• _Task 1_:
How many lines of the records below contain the string "shirt"? Treat uppercase and lowercase as different, and give only the number.

• _Page text_:

# Habanolover Gets His Humidor



## WaxingMoon (Aug 13, 2009)

As some of ya'all know... I had a little contest a while back and the winner was to get a humidor from me......

Well, Habanolover (Donnie) - won the prize and he stopped by the Waxing Moon Shop to pick it up today....

It was a real pleasure having a Donnie stop by - we enjoyed some conversation and a few smokes.....

Here's some pictures....

Doniie seeing the "Folly's Moonshadow" for the first time...



















Here's Donnie & I....










And... a couple pics of the humidor.... The spanish cedar even has character....


----------



## dj1340 (Mar 30, 2009)

Beautiful piece Ed as always. Congrats to Donnie, that is an heirloom for sure.


----------



## xobrian (Mar 29, 2011)

very nice, I really like that one!


----------



## Blaylock-cl (Apr 28, 2006)

What a "work of art", Ed. Fantastic humidor!

Knowing Donnie, I'm sure he was overwhelmed and very appreciative upon receiving your generous gift!


----------



## TonyBrooklyn (Jan 28, 2010)

Damn that's sweet use it in good health Donnie!:high5:


----------



## aea6574 (Jun 5, 2009)

That is truly a beautiful humidor.


----------



## Big Bull (Mar 22, 2011)

Beauty is a word that doesn't give it justice......:first:


----------



## jeepthing (Jul 16, 2009)

Thats awesome Ed. Deserving as well Donnie


----------



## Rock31 (Sep 30, 2010)

Awesome work once again...cmon Donnie, you should have been smoking a cigar instead


----------



## Sarge (Nov 21, 2010)

:tu awesome :tu


----------



## smelvis (Sep 7, 2009)

Congrats Donnie you happy Bro ?  Ed what can I say hard to pick a favorite but something about the way the grain pops on this one and the checkered top it may be it. anyway WTG Brother!


----------



## Animal (Sep 27, 2010)

Beautiful work as always, Ed. Congratulations, Donnie!


----------



## piperdown (Jul 19, 2009)

That is BEAUTIFUL!
Way to go Ed! I'm sure Donnie is thrilled and very appreciative of getting that outstanding work of art.


----------



## primetime76 (Feb 8, 2011)

Wow...that thing is f'ing gorgeous.


----------



## dragonhead08 (Feb 3, 2011)

Wow!!!


----------



## StogieNinja (Jul 29, 2009)

dragonhead08 said:


> Wow!!!


Qft.


----------



## djangos (Mar 14, 2011)

Very elegantly done Ed! Well done!


----------



## havanajohn (Apr 4, 2009)

Beautiful humidor Ed. This could not have happened to a nicer BOTL. Kudos to all!!!


----------



## Johnny Rock (Jun 25, 2010)

Great piece of work Ed. Donnie is a deserving BOTL.

The next picture we want to see Donnie is when you load it up with some beautiful smokes!!


----------



## bdw1984 (May 6, 2009)

Beautiful piece for a more than well deserving brother. Enjoy it my friend


----------



## hoosiers2006 (Nov 23, 2010)

Very very nice. I'm sure you'll enjoy.


----------



## Oldmso54 (Jul 31, 2010)

Speechless - just speechless


----------



## Blue_2 (Jan 25, 2011)

• _Task 2_:
According to the humidor thread, where did Habanolover stop by to pick up the prize?

Location identification entries
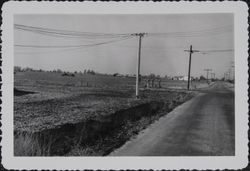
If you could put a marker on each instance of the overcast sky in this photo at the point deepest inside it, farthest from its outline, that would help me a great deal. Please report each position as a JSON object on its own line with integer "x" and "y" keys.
{"x": 162, "y": 55}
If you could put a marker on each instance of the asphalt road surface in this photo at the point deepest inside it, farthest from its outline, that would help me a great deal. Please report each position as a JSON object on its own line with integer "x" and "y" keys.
{"x": 203, "y": 126}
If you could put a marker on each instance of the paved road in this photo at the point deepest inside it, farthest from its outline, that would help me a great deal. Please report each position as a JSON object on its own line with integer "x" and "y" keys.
{"x": 203, "y": 126}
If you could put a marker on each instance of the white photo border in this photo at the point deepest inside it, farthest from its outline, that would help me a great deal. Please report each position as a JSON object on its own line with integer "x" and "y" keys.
{"x": 240, "y": 11}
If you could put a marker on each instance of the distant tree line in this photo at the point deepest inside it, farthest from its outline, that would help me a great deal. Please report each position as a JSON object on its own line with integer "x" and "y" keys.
{"x": 26, "y": 69}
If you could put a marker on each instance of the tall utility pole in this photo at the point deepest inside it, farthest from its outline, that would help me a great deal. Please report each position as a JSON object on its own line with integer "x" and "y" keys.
{"x": 212, "y": 75}
{"x": 207, "y": 70}
{"x": 189, "y": 66}
{"x": 140, "y": 35}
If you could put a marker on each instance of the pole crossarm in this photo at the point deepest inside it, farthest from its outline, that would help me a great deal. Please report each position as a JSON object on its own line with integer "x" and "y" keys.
{"x": 139, "y": 35}
{"x": 191, "y": 51}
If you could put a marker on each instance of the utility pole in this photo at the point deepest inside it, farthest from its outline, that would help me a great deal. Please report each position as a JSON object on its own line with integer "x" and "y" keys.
{"x": 212, "y": 75}
{"x": 207, "y": 70}
{"x": 140, "y": 35}
{"x": 189, "y": 66}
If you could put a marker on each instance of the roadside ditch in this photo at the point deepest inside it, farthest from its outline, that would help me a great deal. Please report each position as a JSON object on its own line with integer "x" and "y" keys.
{"x": 94, "y": 137}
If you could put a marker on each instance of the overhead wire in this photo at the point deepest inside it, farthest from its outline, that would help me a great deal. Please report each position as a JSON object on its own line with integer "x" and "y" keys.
{"x": 66, "y": 33}
{"x": 69, "y": 48}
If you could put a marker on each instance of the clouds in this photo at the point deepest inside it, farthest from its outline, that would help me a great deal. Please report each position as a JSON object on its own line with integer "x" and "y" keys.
{"x": 160, "y": 54}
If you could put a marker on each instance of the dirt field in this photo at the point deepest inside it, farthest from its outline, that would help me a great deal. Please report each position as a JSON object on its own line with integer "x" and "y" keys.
{"x": 84, "y": 114}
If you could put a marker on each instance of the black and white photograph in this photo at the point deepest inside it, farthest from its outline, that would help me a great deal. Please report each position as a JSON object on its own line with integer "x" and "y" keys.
{"x": 118, "y": 85}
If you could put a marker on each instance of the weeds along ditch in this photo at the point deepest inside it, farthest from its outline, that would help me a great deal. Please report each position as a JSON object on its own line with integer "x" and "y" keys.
{"x": 96, "y": 136}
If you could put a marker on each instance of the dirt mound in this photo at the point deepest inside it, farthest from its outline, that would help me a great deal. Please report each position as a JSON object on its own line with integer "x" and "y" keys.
{"x": 21, "y": 92}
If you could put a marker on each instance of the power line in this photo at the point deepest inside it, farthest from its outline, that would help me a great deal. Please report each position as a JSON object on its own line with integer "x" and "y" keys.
{"x": 69, "y": 46}
{"x": 67, "y": 33}
{"x": 217, "y": 30}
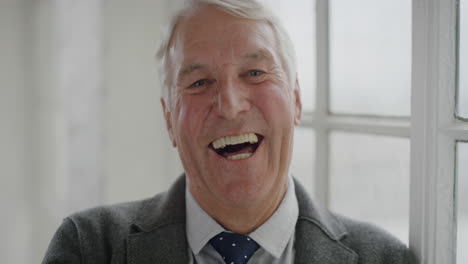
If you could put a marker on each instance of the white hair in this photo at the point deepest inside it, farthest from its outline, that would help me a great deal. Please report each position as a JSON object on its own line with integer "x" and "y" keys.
{"x": 250, "y": 9}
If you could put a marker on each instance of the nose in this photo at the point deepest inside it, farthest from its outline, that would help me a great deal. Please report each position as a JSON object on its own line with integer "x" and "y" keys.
{"x": 231, "y": 99}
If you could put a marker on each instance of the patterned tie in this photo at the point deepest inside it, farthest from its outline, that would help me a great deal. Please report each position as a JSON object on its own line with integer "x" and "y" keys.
{"x": 234, "y": 248}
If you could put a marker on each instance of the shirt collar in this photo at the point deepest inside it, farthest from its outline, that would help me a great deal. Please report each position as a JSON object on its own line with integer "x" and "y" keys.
{"x": 273, "y": 236}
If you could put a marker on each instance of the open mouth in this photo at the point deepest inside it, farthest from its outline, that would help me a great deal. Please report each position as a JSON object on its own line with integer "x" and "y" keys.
{"x": 237, "y": 147}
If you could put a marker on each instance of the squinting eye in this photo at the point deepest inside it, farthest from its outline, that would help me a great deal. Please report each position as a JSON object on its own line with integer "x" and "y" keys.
{"x": 199, "y": 83}
{"x": 255, "y": 73}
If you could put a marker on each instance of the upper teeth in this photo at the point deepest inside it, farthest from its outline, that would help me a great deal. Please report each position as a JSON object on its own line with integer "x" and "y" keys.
{"x": 233, "y": 140}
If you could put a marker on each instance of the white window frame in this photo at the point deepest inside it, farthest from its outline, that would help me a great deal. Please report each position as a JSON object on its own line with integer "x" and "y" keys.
{"x": 433, "y": 129}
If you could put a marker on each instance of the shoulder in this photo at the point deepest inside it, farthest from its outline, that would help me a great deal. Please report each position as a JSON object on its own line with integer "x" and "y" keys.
{"x": 372, "y": 243}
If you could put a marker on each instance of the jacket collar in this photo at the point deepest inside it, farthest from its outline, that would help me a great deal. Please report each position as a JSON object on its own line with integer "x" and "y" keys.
{"x": 319, "y": 234}
{"x": 158, "y": 234}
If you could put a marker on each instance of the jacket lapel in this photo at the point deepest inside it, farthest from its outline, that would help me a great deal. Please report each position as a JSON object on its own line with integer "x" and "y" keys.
{"x": 318, "y": 234}
{"x": 158, "y": 234}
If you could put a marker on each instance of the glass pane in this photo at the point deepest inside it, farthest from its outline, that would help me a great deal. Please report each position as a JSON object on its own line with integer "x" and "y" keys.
{"x": 298, "y": 17}
{"x": 463, "y": 61}
{"x": 370, "y": 57}
{"x": 369, "y": 180}
{"x": 462, "y": 183}
{"x": 303, "y": 160}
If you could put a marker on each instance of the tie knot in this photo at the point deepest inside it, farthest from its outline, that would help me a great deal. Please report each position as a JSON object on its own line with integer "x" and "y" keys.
{"x": 234, "y": 248}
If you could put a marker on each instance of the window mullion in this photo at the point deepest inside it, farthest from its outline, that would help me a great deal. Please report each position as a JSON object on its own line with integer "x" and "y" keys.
{"x": 321, "y": 105}
{"x": 432, "y": 148}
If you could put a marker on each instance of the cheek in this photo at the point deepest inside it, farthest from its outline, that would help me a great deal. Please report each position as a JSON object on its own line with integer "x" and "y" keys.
{"x": 275, "y": 103}
{"x": 190, "y": 114}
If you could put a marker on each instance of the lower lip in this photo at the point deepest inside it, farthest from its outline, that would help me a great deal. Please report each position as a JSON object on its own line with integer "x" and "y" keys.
{"x": 238, "y": 160}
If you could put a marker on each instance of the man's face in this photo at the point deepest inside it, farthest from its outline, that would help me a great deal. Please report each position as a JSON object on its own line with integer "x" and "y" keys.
{"x": 232, "y": 112}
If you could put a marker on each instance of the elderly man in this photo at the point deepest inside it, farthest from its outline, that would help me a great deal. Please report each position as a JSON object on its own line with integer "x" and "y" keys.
{"x": 231, "y": 102}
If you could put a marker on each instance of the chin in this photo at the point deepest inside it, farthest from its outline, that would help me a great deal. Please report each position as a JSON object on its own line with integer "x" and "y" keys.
{"x": 241, "y": 194}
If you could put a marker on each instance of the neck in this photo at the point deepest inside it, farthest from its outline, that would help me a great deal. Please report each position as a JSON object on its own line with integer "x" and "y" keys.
{"x": 244, "y": 219}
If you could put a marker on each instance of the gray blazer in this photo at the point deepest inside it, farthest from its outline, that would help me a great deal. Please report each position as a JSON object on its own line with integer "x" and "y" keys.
{"x": 153, "y": 231}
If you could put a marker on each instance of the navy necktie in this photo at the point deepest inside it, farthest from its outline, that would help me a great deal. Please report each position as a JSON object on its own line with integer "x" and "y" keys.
{"x": 234, "y": 248}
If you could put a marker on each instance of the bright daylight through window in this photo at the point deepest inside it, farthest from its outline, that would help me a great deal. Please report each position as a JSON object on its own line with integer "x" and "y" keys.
{"x": 370, "y": 179}
{"x": 370, "y": 57}
{"x": 462, "y": 193}
{"x": 462, "y": 100}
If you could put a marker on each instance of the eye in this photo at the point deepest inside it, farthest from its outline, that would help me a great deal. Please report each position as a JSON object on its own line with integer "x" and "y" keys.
{"x": 255, "y": 73}
{"x": 199, "y": 83}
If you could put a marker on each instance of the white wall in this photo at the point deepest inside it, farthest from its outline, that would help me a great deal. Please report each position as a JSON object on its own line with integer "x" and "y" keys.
{"x": 138, "y": 158}
{"x": 71, "y": 71}
{"x": 14, "y": 159}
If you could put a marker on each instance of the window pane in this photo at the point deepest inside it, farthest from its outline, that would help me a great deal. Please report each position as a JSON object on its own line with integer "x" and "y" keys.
{"x": 370, "y": 57}
{"x": 298, "y": 17}
{"x": 369, "y": 180}
{"x": 462, "y": 175}
{"x": 303, "y": 161}
{"x": 463, "y": 61}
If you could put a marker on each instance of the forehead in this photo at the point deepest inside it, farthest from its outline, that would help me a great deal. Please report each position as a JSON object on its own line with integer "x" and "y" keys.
{"x": 210, "y": 32}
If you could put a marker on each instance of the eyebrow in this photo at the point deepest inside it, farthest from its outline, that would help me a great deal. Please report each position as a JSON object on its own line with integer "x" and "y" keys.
{"x": 260, "y": 54}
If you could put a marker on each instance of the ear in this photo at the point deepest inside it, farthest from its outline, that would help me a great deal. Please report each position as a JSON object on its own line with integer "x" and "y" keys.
{"x": 167, "y": 117}
{"x": 297, "y": 103}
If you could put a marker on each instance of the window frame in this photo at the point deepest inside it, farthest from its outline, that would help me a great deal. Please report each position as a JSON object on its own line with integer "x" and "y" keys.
{"x": 433, "y": 128}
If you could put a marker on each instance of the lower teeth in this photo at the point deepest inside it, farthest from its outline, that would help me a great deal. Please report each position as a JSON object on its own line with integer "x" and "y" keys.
{"x": 239, "y": 156}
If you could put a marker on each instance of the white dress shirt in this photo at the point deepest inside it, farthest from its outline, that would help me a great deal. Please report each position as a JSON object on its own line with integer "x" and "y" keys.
{"x": 275, "y": 237}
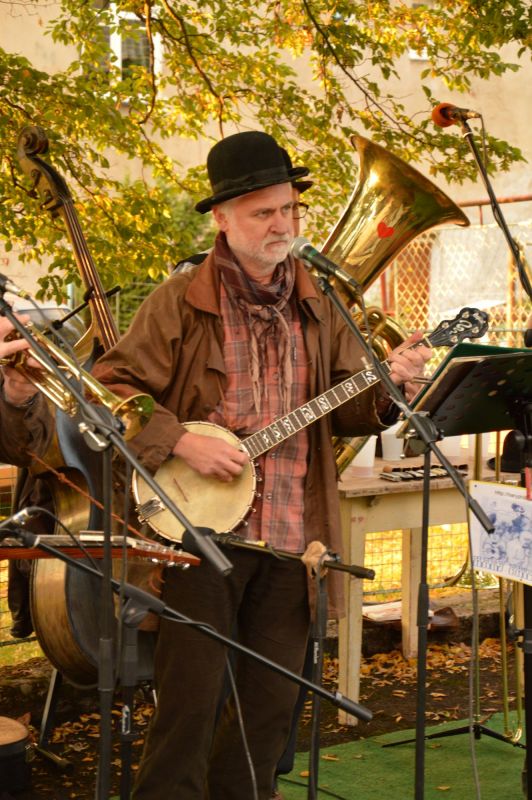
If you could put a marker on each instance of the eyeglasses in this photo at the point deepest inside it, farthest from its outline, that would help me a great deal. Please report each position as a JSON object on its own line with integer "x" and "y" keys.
{"x": 299, "y": 210}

• _Task solution 1_:
2

• _Task solution 2_:
The Waxing Moon Shop.